What to work on |
**a)** In the report on the AFAD congress, who presented a SWOT analysis of AFAD's work over the last three years?
**b)** Rewrite the passage of the AFAD congress report from "The representatives were" up to and including "collation of plans.", putting "recording" in place of "video".
**c)** Write the next part of the AFAD congress report, picking up after its final sentence.

═════ Source document ═════

Mama’s cry was followed by a presentation session whereby each member-organization presented the human rights situation in their respective countries with a special focus on the phenomenon of enforced disappearances and the work done by the Federation vis-à-vis the plan of action and the organizational status of each member-organization, including its expectations from AFAD. Ms. Fe Garcia presented a SWOT analysis of AFAD’s work for the last three years while Mr. Ted Borrero presented some of the results of his interviews which he did with the AFAD member-organizations in their respective countries.

We, the dews of AFAD,
will certainly wash the dust of disappearance out of the globe...


Planning, Resolutions and Amendments

The incessant rainfall had left the river swollen to dangerous proportions. We could see the uprooted trees and other wreckages flow downstream. The water-level had considerably risen and was occasionally crossing the safety dykes. The hotel staffers were busy pulling out a big tree and other materials that were blocking the river’s normal course. The drift was threatening, yet they were resolutely flexing their muscles to clear the blockage. They even used some conduits to direct the water back into the river.

A fellow representative from Kashmir commented:

“The dykes are not properly designed. In case the rain persisted and there are blockages on the way, the river will certainly go off-course and might sweep the hotel away.”

The hotel staffers were busy clearing the river; the AFAD representatives started streamlining their working procedures via a conscious planning.

The representatives were divided into two groups: one comprising of AFAD member-organizations from Southeast Asia and the other, the AFAD memberorganizations from South Asia. The other participants from other continents were distributed between the two groups. A video sent by Professor Gabriella Citroni, University of Milano, was presented and viewed by the Congress delegates and other participants regarding challenges for AFAD, the entry into force, more ratifications and implementation of the Convention. A format for planning was given for the purpose of uniformity and easy collation of plans.

The planning was followed by resolution writing. Representatives of memberorganizations were assigned to draft each own country resolution, which when drafted, was presented to the body for discussion, editing and finalization. Based also on the reports, the Congress Statement was drafted and discussed and finalized by the body. Alongside, three letters were drafted and finalized: A letter to the government of El Salvador pressing it to sign and ratify the UN Convention for the Protection of All Persons from Enforced Disappearance; a solidarity letter to the Tiananmen Mothers on the occasion of their 21st anniversary; a letter in support to Judge Garzon of Chile.

═════ Records shown ═════

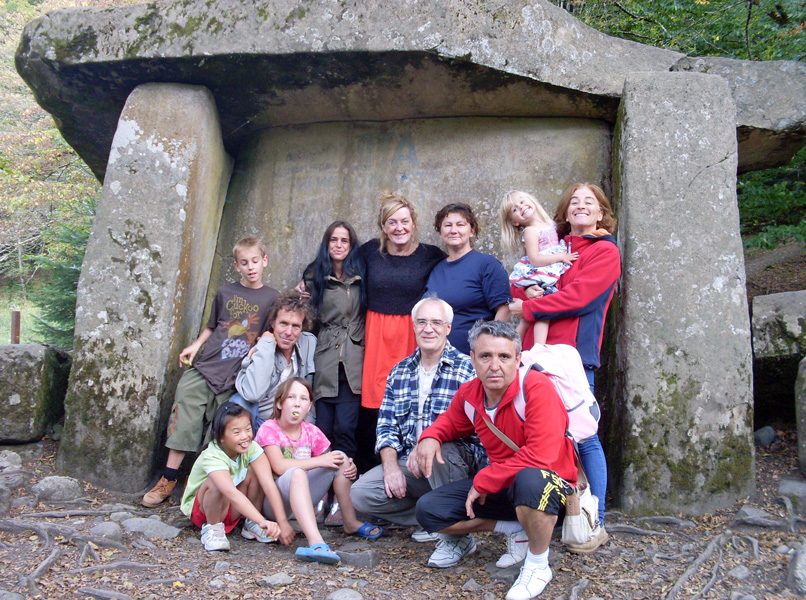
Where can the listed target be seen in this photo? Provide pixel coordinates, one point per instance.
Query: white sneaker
(214, 537)
(451, 549)
(530, 583)
(517, 545)
(253, 531)
(421, 536)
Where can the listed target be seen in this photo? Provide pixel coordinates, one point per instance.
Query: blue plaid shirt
(397, 418)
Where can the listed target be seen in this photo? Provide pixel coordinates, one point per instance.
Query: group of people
(412, 360)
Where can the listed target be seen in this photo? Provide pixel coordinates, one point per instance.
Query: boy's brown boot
(159, 494)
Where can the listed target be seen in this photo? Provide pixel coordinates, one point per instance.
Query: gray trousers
(369, 496)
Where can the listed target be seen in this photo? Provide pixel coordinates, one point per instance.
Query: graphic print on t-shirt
(245, 320)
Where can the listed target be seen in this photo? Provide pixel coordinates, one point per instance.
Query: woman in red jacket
(577, 310)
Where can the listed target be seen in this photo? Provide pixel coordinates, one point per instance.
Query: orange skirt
(388, 340)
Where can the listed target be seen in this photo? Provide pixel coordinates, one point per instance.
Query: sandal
(318, 553)
(365, 531)
(333, 518)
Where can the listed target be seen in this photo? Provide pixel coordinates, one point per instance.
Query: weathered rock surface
(57, 488)
(779, 342)
(773, 113)
(800, 410)
(779, 325)
(329, 170)
(335, 61)
(682, 435)
(142, 290)
(33, 381)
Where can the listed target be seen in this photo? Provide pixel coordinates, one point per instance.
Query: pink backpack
(563, 366)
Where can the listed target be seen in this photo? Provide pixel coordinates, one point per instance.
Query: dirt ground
(644, 559)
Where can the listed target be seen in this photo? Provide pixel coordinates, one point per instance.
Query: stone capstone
(33, 381)
(142, 290)
(284, 64)
(682, 438)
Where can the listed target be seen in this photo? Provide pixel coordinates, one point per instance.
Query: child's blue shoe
(318, 553)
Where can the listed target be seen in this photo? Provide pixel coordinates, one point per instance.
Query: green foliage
(66, 239)
(746, 29)
(772, 204)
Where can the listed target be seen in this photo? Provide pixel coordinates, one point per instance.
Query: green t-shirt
(213, 458)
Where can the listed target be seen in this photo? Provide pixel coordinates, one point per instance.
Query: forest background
(48, 195)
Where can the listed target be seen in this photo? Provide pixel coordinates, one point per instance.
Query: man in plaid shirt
(419, 388)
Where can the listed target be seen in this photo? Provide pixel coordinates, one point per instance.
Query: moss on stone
(83, 42)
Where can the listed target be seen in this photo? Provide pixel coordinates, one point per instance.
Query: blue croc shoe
(318, 553)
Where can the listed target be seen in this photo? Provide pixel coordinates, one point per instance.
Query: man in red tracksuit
(523, 489)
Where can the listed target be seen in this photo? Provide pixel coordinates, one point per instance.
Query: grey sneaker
(451, 549)
(253, 531)
(214, 537)
(421, 536)
(517, 545)
(530, 583)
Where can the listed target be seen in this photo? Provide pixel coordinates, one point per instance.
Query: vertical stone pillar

═════

Results by task |
**a)** Ms. Fe Garcia.

**b)**
The representatives were divided into two groups: one comprising of AFAD member-organizations from Southeast Asia and the other, the AFAD memberorganizations from South Asia. The other participants from other continents were distributed between the two groups. A recording sent by Professor Gabriella Citroni, University of Milano, was presented and viewed by the Congress delegates and other participants regarding challenges for AFAD, the entry into force, more ratifications and implementation of the Convention. A format for planning was given for the purpose of uniformity and easy collation of plans.

**c)**
With much heave-ho, the hotel staffers were able to pull out a big trunk that had got entangled in stones. They concentrated themselves on clearing other wreckages that were forcing the river to flow astray.

The representatives busied themselves and started reviewing policy documents of AFAD, i.e. Orientation, Constitution and By-laws, for possible amendments vis-à-vis the developments in the situation of the Asian region and the developments of AFAD. Some major amendments were made to respond to the new needs and challenges of the Federation in the next three years. During the discussion of the basic documents, the Congress decided to accept the resignation of Claimants 1081 in the Philippines on the basis of its being non-functional and of its inability to respond to the questions of the AFAD Council regarding the implementation of its rehabilitation activity in 2008. Another important decision on membership was the acceptance of the application of a Nepal-based organization of victims, Conflict Victims’ Society for Justice-Nepal.

The review session was followed by an election. The Council members were chosen by acclamation. There were some new faces, including mine, in the Council and some of them were reelected:

Mugiyanto – Chairperson

Mandira Sharma – Treasurer

Mary Aileen D. Bacalso – Secretary-General


Timor Leste – Sisto Dos Santos

APDP-Kashmir – Parvez Imroz

IKOHI – Indonesia – Simon

KontraS – Sri Suparyati

Advocacy Forum – Dhiraj Pokhrel

Conflict Victims Society –Council member has yet to be determined

Truth and Justice Commission – Farooq Niazi Justice for Peace Foundation – Angkhana Neelaphaijit

Relatives Committee of the May 1992 Heroes – Boonthan Verawongse


Of Dust and Dew

The inclemency was gone and the sun shined happily all afternoon. The tropical humidity again started seeping through the skins. However, the sweats symbolized the tough days ahead and a challenge to hold the AFAD’s flag high and to orchestrate the AFAD’s cause and campaign.

Inferno of impunity and we are just a handful bespattered drops!

I became a bit nervous. I, nevertheless, realized suddenly that AFAD, as a formidable weapon, is there, to normalize things. I remembered Mama’s tears and felt a surge of energy inside me. As I lay in bed and tried to have some rest, another haiku by Basho flashed unto me:

I like to wash,

the dust of this world

In the droplets of dew

We, the dews of AFAD, will certainly wash the dust of disappearance out of the globe – I silently vowed.  


1 Bogor is often referred to as Kota Hujan meaning “City of Rain”


Dhiraj Kumar Pokhel. A human rights advocate, Dhiraj is the Council Member for Advocacy Forum-Nepal for the AFAD.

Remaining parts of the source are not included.